[BEGIN]

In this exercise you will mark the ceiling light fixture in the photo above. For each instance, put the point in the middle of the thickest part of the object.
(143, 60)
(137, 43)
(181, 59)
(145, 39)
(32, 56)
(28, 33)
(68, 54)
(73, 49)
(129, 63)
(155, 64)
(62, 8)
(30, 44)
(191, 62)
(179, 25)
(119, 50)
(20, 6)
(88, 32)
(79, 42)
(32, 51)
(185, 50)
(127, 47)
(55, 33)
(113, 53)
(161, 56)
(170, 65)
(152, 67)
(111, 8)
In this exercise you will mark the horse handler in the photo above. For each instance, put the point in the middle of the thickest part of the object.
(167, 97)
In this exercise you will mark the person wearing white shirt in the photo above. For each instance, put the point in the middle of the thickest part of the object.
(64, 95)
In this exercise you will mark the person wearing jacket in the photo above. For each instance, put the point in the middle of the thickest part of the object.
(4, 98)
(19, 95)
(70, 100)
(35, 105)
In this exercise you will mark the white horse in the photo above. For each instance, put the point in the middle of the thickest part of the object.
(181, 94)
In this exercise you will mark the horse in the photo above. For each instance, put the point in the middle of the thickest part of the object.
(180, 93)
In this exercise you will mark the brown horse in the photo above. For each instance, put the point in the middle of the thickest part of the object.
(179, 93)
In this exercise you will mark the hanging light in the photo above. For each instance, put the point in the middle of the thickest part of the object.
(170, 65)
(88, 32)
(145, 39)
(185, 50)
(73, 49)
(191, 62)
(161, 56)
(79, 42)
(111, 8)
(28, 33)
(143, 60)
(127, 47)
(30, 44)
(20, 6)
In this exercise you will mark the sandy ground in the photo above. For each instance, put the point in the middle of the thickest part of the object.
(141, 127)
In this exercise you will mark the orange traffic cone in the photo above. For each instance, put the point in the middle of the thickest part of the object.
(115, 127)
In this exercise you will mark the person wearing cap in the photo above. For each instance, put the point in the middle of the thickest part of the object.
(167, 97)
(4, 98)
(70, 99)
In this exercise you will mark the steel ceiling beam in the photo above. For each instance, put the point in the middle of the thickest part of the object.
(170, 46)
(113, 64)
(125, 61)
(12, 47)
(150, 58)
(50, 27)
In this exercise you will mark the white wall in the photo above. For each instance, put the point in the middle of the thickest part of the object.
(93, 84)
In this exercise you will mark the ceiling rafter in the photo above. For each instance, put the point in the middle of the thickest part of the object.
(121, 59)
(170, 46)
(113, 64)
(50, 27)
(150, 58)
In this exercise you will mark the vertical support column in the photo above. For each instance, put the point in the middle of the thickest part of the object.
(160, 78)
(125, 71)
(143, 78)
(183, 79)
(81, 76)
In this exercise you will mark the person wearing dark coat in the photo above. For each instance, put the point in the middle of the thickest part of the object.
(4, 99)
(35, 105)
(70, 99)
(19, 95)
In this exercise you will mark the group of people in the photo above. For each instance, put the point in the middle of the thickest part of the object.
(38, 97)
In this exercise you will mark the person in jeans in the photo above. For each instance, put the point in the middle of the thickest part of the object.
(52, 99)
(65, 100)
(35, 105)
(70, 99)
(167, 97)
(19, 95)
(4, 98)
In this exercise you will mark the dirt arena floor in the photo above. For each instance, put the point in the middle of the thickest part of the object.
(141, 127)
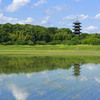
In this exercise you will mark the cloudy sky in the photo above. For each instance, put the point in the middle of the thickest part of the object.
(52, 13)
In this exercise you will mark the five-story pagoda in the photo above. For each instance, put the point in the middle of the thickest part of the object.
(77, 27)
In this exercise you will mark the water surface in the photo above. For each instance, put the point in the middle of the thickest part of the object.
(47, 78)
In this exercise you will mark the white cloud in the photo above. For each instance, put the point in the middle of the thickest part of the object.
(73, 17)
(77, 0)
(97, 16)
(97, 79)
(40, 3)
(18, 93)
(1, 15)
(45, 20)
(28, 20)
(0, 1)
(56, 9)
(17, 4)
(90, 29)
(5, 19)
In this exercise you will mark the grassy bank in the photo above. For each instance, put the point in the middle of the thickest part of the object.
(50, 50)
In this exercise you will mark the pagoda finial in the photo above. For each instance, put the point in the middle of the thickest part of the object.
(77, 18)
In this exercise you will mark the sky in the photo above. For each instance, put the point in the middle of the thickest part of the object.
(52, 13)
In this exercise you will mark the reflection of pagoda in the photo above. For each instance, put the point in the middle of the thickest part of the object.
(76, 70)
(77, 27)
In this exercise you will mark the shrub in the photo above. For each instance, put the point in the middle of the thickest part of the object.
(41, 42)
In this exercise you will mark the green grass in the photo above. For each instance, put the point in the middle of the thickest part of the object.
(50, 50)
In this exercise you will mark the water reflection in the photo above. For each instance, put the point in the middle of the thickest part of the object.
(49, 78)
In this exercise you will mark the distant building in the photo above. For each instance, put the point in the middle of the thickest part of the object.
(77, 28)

[END]

:: TASK TO CARRY OUT ::
Arrange every line of the records above as a Markdown table with the columns No. and Text, numbering the rows and omitting blank lines. Do not include the pictures in the answer.

:: ANSWER FOR THE TASK ::
| No. | Text |
|---|---|
| 1 | In this exercise you will mark the ceiling light fixture in the photo above. For each instance, put the point in the middle of the thickest part of the object. |
| 2 | (143, 60) |
| 3 | (137, 43) |
| 4 | (181, 59) |
| 5 | (145, 39) |
| 6 | (32, 56) |
| 7 | (28, 33) |
| 8 | (68, 54) |
| 9 | (73, 49) |
| 10 | (129, 63) |
| 11 | (155, 64) |
| 12 | (62, 8) |
| 13 | (30, 44) |
| 14 | (191, 62) |
| 15 | (179, 25) |
| 16 | (119, 50) |
| 17 | (20, 6) |
| 18 | (88, 32) |
| 19 | (79, 42) |
| 20 | (32, 51) |
| 21 | (185, 50) |
| 22 | (127, 47) |
| 23 | (55, 33) |
| 24 | (113, 53) |
| 25 | (161, 56) |
| 26 | (170, 65) |
| 27 | (152, 67) |
| 28 | (111, 8) |
| 29 | In this exercise you will mark the horse handler in the photo above. For each instance, put the point in the middle of the thickest part of the object. |
| 30 | (167, 97) |
| 31 | In this exercise you will mark the person wearing white shirt in the photo above. For each instance, put the point in the middle of the thickest part of the object. |
| 32 | (64, 95) |
| 33 | In this exercise you will mark the person wearing jacket in the photo above. For each instance, put the point in the middle of the thickest part of the object. |
| 34 | (4, 98) |
| 35 | (19, 95) |
| 36 | (70, 100) |
| 37 | (35, 105) |
| 38 | In this exercise you will mark the white horse in the photo above. For each instance, put the point in the middle of the thickest part of the object. |
| 39 | (181, 94) |
| 40 | In this exercise you will mark the horse in the photo above. For each instance, put the point in the middle of the thickest part of the object. |
| 41 | (180, 93) |
| 42 | In this exercise you will mark the brown horse in the photo above. For each instance, put the point in the middle of the thickest part of the object. |
| 43 | (179, 93) |
| 44 | In this exercise you will mark the hanging light in the photo above. For each instance, put the point in the middle of the thickest part of the object. |
| 45 | (170, 65) |
| 46 | (88, 32) |
| 47 | (145, 39) |
| 48 | (185, 50) |
| 49 | (73, 49) |
| 50 | (191, 62) |
| 51 | (161, 56) |
| 52 | (79, 42) |
| 53 | (111, 8) |
| 54 | (28, 33) |
| 55 | (143, 60) |
| 56 | (127, 47) |
| 57 | (30, 44) |
| 58 | (20, 6) |
| 59 | In this exercise you will mark the sandy ground in the photo above. For each instance, put the point in the middle of the thickest part of the object. |
| 60 | (141, 127) |
| 61 | In this exercise you will mark the orange traffic cone in the photo above. For each instance, put the point in the middle of the thickest part of the object. |
| 62 | (115, 127) |
| 63 | In this exercise you will mark the person wearing cap in the photo above. For each instance, put the point in the middle of the thickest part of the object. |
| 64 | (167, 97) |
| 65 | (4, 98) |
| 66 | (70, 99) |
| 67 | In this exercise you will mark the steel ceiling beam in the photo above. For each instance, put the point in the middle of the thickest part of the object. |
| 68 | (170, 46) |
| 69 | (113, 64) |
| 70 | (125, 61) |
| 71 | (12, 47) |
| 72 | (150, 58) |
| 73 | (50, 27) |
| 74 | In this exercise you will mark the white wall in the photo above. For each instance, put the point in the middle of the thickest part of the object. |
| 75 | (93, 84) |
| 76 | In this exercise you will mark the ceiling rafter in the photo above. For each instance, put the point in the middle of the thickest part of the object. |
| 77 | (121, 59) |
| 78 | (170, 46) |
| 79 | (113, 64) |
| 80 | (50, 27) |
| 81 | (150, 58) |
| 82 | In this exercise you will mark the vertical support column in the photo above. For each instance, put the point in the middle of the thickest part of the object. |
| 83 | (160, 78) |
| 84 | (125, 71) |
| 85 | (143, 78) |
| 86 | (183, 79) |
| 87 | (81, 76) |
| 88 | In this exercise you will mark the person wearing dark coat in the photo above. For each instance, put the point in the middle of the thickest part of the object. |
| 89 | (4, 99) |
| 90 | (35, 105) |
| 91 | (70, 99) |
| 92 | (19, 95) |
| 93 | In this exercise you will mark the group of people in the photo above. For each instance, put the point in the middle of the thickest part of the object. |
| 94 | (38, 97) |
| 95 | In this exercise you will mark the person in jeans in the photo above. For each instance, put the point in the middle of the thickest part of the object. |
| 96 | (52, 99) |
| 97 | (65, 100) |
| 98 | (35, 105) |
| 99 | (70, 99) |
| 100 | (167, 97) |
| 101 | (19, 95) |
| 102 | (4, 98) |
| 103 | In this exercise you will mark the dirt arena floor in the photo above. For each instance, put the point in the middle of the thickest part of the object. |
| 104 | (141, 127) |
| 105 | In this exercise you will mark the cloudy sky in the photo above. For each instance, put the point in the middle of the thickest part of the object. |
| 106 | (52, 13) |
| 107 | In this exercise you will mark the five-story pagoda in the photo above. For each instance, put the point in the middle of the thickest part of the object. |
| 108 | (77, 27) |
| 109 | In this exercise you will mark the water surface in the photo above. For each instance, put the point in the middle of the thickest part of the object. |
| 110 | (47, 78) |
| 111 | In this exercise you will mark the white cloud in the photo above. For each instance, put the point in the middle of the thickest part of the object. |
| 112 | (73, 17) |
| 113 | (77, 0) |
| 114 | (97, 16) |
| 115 | (97, 79) |
| 116 | (40, 3) |
| 117 | (18, 93) |
| 118 | (1, 15) |
| 119 | (45, 20) |
| 120 | (28, 20) |
| 121 | (0, 1) |
| 122 | (56, 9) |
| 123 | (17, 4) |
| 124 | (90, 29) |
| 125 | (5, 19) |
| 126 | In this exercise you will mark the grassy bank in the photo above. For each instance, put the point in the middle of the thickest part of the object. |
| 127 | (50, 50) |
| 128 | In this exercise you will mark the pagoda finial in the photo above. For each instance, put the point in the middle of the thickest part of the object. |
| 129 | (77, 18) |
| 130 | In this exercise you will mark the sky in the photo above. For each instance, put the point in the middle of the thickest part of the object. |
| 131 | (52, 13) |
| 132 | In this exercise you will mark the reflection of pagoda in the photo above. For each instance, put the point in the middle of the thickest part of the object. |
| 133 | (76, 70) |
| 134 | (77, 27) |
| 135 | In this exercise you will mark the shrub in the photo above. For each instance, put the point in the middle of the thickest part of the object. |
| 136 | (41, 42) |
| 137 | In this exercise you will mark the green grass in the photo above. For each instance, put the point in the middle of the thickest part of the object. |
| 138 | (50, 50) |
| 139 | In this exercise you will mark the water reflection in the photo above. For each instance, put the point in the middle of the thickest part of the object. |
| 140 | (49, 78) |
| 141 | In this exercise you will mark the distant building in the photo above. For each instance, put the point in the middle of the thickest part of the object. |
| 142 | (77, 28) |